- Written problem -
Copy nothing but the text: reproduce each line of the listing exactly and leave the pictures out.

________________________

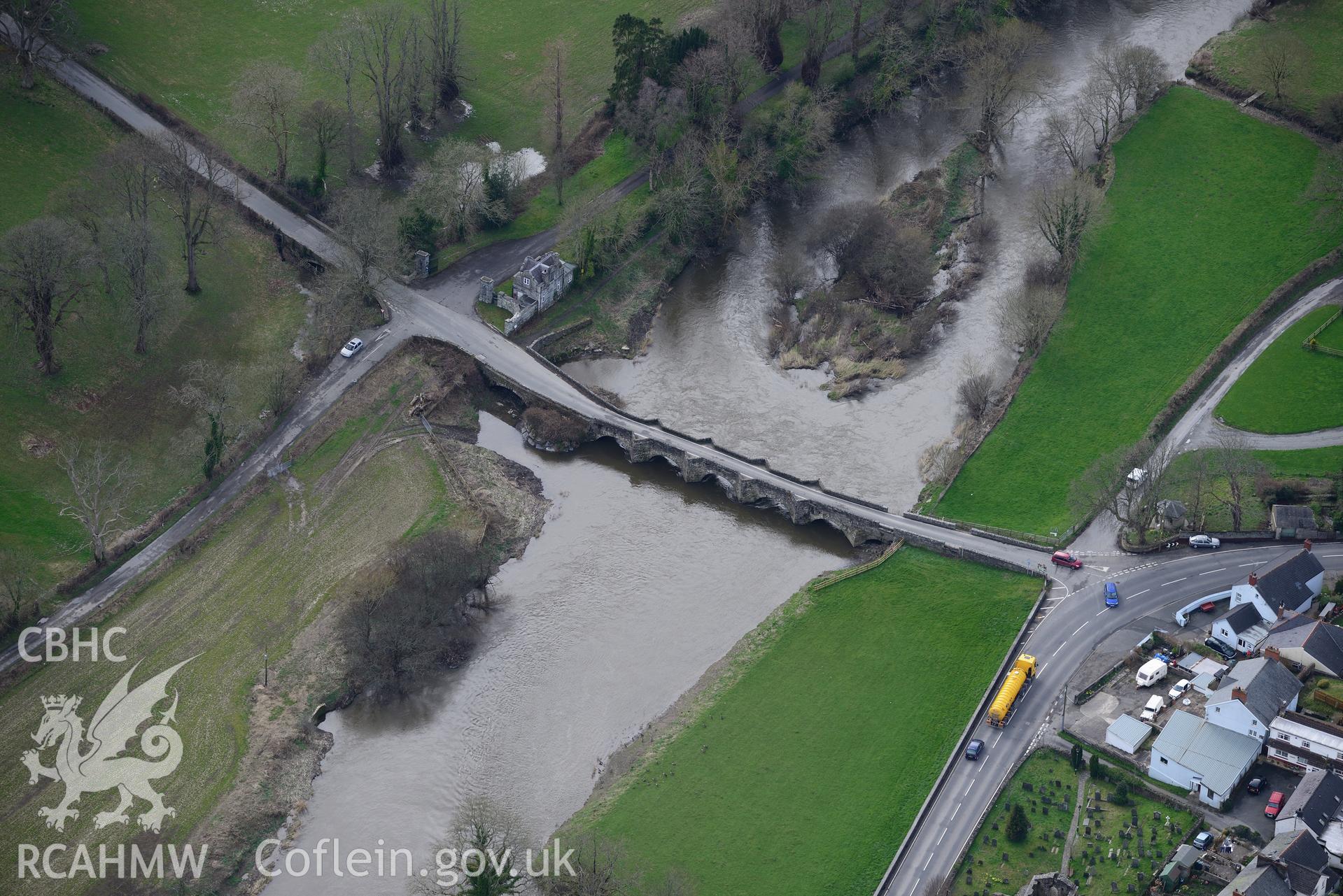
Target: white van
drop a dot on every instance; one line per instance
(1151, 672)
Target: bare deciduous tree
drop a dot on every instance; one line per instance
(1279, 59)
(43, 266)
(192, 179)
(134, 255)
(31, 27)
(101, 485)
(1236, 463)
(323, 124)
(384, 43)
(210, 390)
(265, 101)
(938, 462)
(1027, 315)
(1004, 74)
(496, 834)
(367, 228)
(337, 54)
(1065, 137)
(977, 390)
(445, 36)
(1107, 486)
(1062, 211)
(451, 188)
(818, 24)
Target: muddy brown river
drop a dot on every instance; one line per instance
(640, 583)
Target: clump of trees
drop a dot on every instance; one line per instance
(413, 616)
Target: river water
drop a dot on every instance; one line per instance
(710, 372)
(640, 583)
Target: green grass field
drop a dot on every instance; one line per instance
(1204, 220)
(805, 770)
(246, 315)
(187, 55)
(1288, 388)
(1315, 24)
(248, 589)
(1092, 867)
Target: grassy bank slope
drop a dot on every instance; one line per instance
(1288, 388)
(1312, 27)
(1205, 219)
(806, 769)
(246, 318)
(187, 54)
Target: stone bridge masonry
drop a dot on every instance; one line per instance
(746, 488)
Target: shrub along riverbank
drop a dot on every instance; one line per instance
(821, 738)
(1207, 216)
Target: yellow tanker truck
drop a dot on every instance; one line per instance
(1020, 675)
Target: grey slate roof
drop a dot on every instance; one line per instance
(1302, 856)
(1315, 799)
(1243, 619)
(1205, 749)
(1321, 640)
(1128, 729)
(1283, 581)
(1267, 683)
(1258, 880)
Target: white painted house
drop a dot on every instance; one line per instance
(1198, 755)
(1252, 695)
(1306, 744)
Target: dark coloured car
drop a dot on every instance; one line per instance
(1225, 650)
(1064, 558)
(1275, 805)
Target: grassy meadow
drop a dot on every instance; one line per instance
(245, 318)
(1205, 218)
(1290, 388)
(211, 45)
(824, 737)
(1314, 34)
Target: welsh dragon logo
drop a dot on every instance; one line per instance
(92, 762)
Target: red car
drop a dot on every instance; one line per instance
(1064, 558)
(1275, 804)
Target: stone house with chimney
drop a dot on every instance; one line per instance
(1251, 697)
(1290, 583)
(537, 285)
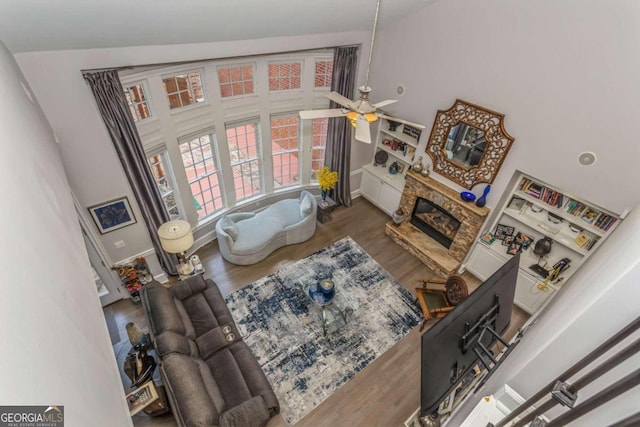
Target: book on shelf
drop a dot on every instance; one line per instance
(541, 192)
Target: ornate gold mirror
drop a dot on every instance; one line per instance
(468, 144)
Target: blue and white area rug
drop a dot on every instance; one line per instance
(283, 327)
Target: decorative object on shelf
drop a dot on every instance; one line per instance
(517, 203)
(514, 248)
(554, 218)
(381, 158)
(112, 215)
(482, 200)
(413, 132)
(508, 240)
(134, 276)
(327, 180)
(176, 238)
(417, 166)
(467, 196)
(136, 336)
(524, 240)
(393, 169)
(468, 144)
(393, 125)
(503, 231)
(397, 217)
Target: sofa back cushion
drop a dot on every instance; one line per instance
(229, 227)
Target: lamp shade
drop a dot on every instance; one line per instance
(175, 236)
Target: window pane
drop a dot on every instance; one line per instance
(319, 142)
(244, 151)
(203, 175)
(323, 73)
(236, 80)
(164, 180)
(184, 89)
(284, 146)
(136, 100)
(284, 76)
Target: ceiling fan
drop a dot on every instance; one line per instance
(360, 112)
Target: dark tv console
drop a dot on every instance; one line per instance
(456, 351)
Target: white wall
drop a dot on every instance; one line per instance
(55, 345)
(603, 299)
(565, 74)
(92, 165)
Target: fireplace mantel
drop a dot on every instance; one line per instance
(441, 260)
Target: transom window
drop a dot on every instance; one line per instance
(236, 80)
(318, 145)
(284, 76)
(183, 89)
(245, 151)
(285, 136)
(163, 175)
(137, 102)
(323, 74)
(201, 166)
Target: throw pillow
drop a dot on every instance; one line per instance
(305, 205)
(230, 227)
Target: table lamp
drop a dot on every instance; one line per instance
(176, 238)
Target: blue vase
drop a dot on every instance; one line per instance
(482, 200)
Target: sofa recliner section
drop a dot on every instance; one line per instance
(210, 374)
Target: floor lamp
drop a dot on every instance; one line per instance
(176, 238)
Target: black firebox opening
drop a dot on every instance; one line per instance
(435, 221)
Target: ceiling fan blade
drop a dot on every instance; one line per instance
(383, 103)
(363, 131)
(415, 125)
(339, 99)
(320, 114)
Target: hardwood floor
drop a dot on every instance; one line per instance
(387, 391)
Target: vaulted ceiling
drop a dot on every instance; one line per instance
(37, 25)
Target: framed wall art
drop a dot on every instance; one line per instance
(112, 215)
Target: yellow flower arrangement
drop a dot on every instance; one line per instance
(327, 179)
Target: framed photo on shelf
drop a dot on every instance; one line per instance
(524, 240)
(142, 397)
(516, 203)
(508, 240)
(112, 215)
(503, 231)
(590, 215)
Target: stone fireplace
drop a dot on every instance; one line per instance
(440, 228)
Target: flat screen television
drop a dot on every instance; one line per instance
(447, 348)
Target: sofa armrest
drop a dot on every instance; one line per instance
(251, 413)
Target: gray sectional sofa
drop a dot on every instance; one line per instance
(210, 374)
(246, 238)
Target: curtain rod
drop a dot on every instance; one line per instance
(166, 64)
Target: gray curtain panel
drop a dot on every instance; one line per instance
(109, 95)
(338, 152)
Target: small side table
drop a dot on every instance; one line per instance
(161, 405)
(325, 207)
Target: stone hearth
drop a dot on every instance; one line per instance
(441, 260)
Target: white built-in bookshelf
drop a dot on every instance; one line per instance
(533, 210)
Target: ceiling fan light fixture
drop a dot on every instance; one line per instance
(352, 116)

________________________

- Solution for this exercise -
Target: white van
drop a dot on every instance; one line per instance
(1151, 672)
Target: bare deciduous tree
drop a dot on every instance; one line per instance
(1279, 59)
(43, 266)
(192, 179)
(134, 255)
(31, 27)
(101, 485)
(1236, 463)
(323, 124)
(384, 43)
(210, 390)
(265, 101)
(938, 462)
(1027, 315)
(1004, 74)
(496, 834)
(367, 228)
(337, 54)
(1065, 137)
(977, 390)
(445, 36)
(1107, 486)
(1062, 211)
(451, 188)
(818, 24)
Target: muddy brown river
drop a dot on every instance; one line per instance
(640, 583)
Target: clump of trees
drop a dot on every instance; one line per instance
(413, 616)
Target: river water
drop a dot on every instance; one line per instance
(710, 372)
(640, 583)
Target: green grass field
drop a dot on every instance; one line per instance
(1204, 220)
(805, 770)
(246, 315)
(187, 55)
(1288, 388)
(1315, 24)
(248, 589)
(1092, 867)
Target: grassy bank slope
drop a dot on every instance; one line per instance
(1288, 388)
(1312, 27)
(1205, 219)
(806, 769)
(246, 318)
(187, 54)
Target: stone bridge masonry
drop a dot on every instance; one line per instance
(746, 488)
Target: shrub along riverbank
drop a dot on every instance; one line per instance
(821, 738)
(1207, 216)
Target: yellow tanker truck
drop a dot on every instance; one line per instance
(1020, 675)
Target: grey slate roof
drop a dot on every instance; one line per instance
(1302, 856)
(1315, 799)
(1243, 619)
(1205, 749)
(1321, 640)
(1128, 729)
(1283, 581)
(1267, 683)
(1258, 880)
Target: white painted house
drop a dot on every instance; one line per instance
(1198, 755)
(1252, 695)
(1306, 744)
Target: dark coloured car
drop a dot on every instance; one line per instance
(1225, 650)
(1064, 558)
(1275, 805)
Target: grassy meadow
drop a dot on every instance; one line per instance
(245, 318)
(1205, 218)
(1290, 388)
(211, 45)
(824, 737)
(1314, 34)
Target: welsh dragon logo
drop a dot on every instance; one line per instance
(92, 762)
Target: red car
drop a dot on every instance; one line per instance
(1064, 558)
(1275, 804)
Target: stone house with chimney
drop a dot on every instance; one line per instance
(1251, 697)
(1290, 583)
(537, 285)
Target: book on shelf
drop a dot on every instance; one line per instance
(541, 192)
Target: ornate gold mirror
drop a dot on every instance; one line per instance
(468, 144)
Target: blue and white area rug
drop a dot on every instance; one line per instance
(283, 327)
Target: decorative object on shelf
drop a dot on every instance; one line per instance
(517, 203)
(514, 248)
(554, 218)
(381, 158)
(112, 215)
(482, 200)
(413, 132)
(508, 240)
(134, 276)
(327, 180)
(176, 238)
(417, 166)
(467, 196)
(136, 336)
(524, 240)
(393, 169)
(468, 144)
(393, 125)
(503, 231)
(397, 217)
Target: sofa back cushion
drop a dot on every instance; one line per instance
(229, 227)
Target: lamp shade
drop a dot on every instance; one line per instance
(175, 236)
Target: window pane
drop a dot on every instance; one line per instance
(319, 142)
(244, 151)
(203, 175)
(323, 73)
(236, 80)
(164, 180)
(184, 89)
(284, 146)
(136, 100)
(284, 76)
Target: ceiling fan
drop a dot on every instance; one line per instance
(360, 112)
Target: dark tv console
drop a dot on every instance; one line per instance
(456, 351)
Target: white wall
drop a dot on every instance; one line per instance
(55, 345)
(603, 299)
(565, 74)
(92, 165)
Target: fireplace mantel
drop a dot on every instance; one line per instance
(441, 260)
Target: transom window
drop a dot on every instance; one line per instance
(236, 80)
(318, 145)
(284, 76)
(183, 89)
(245, 151)
(285, 136)
(163, 175)
(137, 102)
(323, 74)
(201, 166)
Target: throw pillow
drop a dot on every instance; one line per instance
(305, 205)
(230, 227)
Target: table lamp
drop a dot on every instance; one line per instance
(176, 238)
Target: blue vase
drop a dot on every instance; one line per instance
(482, 200)
Target: sofa recliner section
drop a dot on every instance; one line per instance
(210, 374)
Target: floor lamp
drop a dot on every instance; one line per instance
(176, 238)
Target: black firebox opening
drop a dot on every instance; one line per instance
(435, 221)
Target: ceiling fan blade
drop a dot on every instance; one line per instance
(383, 103)
(363, 131)
(415, 125)
(339, 99)
(320, 114)
Target: hardwood floor
drop a dot on every instance; one line per instance
(387, 391)
Target: vaulted ceiling
drop a dot on every instance; one line per instance
(37, 25)
Target: framed wall art
drop a dot on every instance; one line per instance
(112, 215)
Target: yellow flower arrangement
drop a dot on every instance; one line per instance
(327, 179)
Target: framed photo on shelf
drop a dot on every instance; one line per instance
(524, 240)
(142, 397)
(516, 203)
(508, 240)
(112, 215)
(503, 231)
(590, 215)
Target: stone fireplace
drop a dot on every instance; one line per instance
(440, 228)
Target: flat screen television
drop a dot on every instance; one line per instance
(447, 348)
Target: sofa armrest
drop a dot on every instance; one line per instance
(251, 413)
Target: gray sectional sofa
drop a dot on every instance; one line per instance
(210, 374)
(246, 238)
Target: curtain rod
drop a dot on every instance; one line per instance
(166, 64)
Target: gray curtain panel
drop a dot on every instance; one line per instance
(109, 95)
(338, 152)
Target: small side table
drop a dot on every instance; one line per instance
(161, 405)
(325, 207)
Target: stone hearth
drop a dot on every instance; one line per instance
(441, 260)
Target: white built-in bookshelf
drop a dot on every instance; one line per instance
(533, 210)
Target: ceiling fan light fixture
drop a dot on every instance; one line per instance
(352, 116)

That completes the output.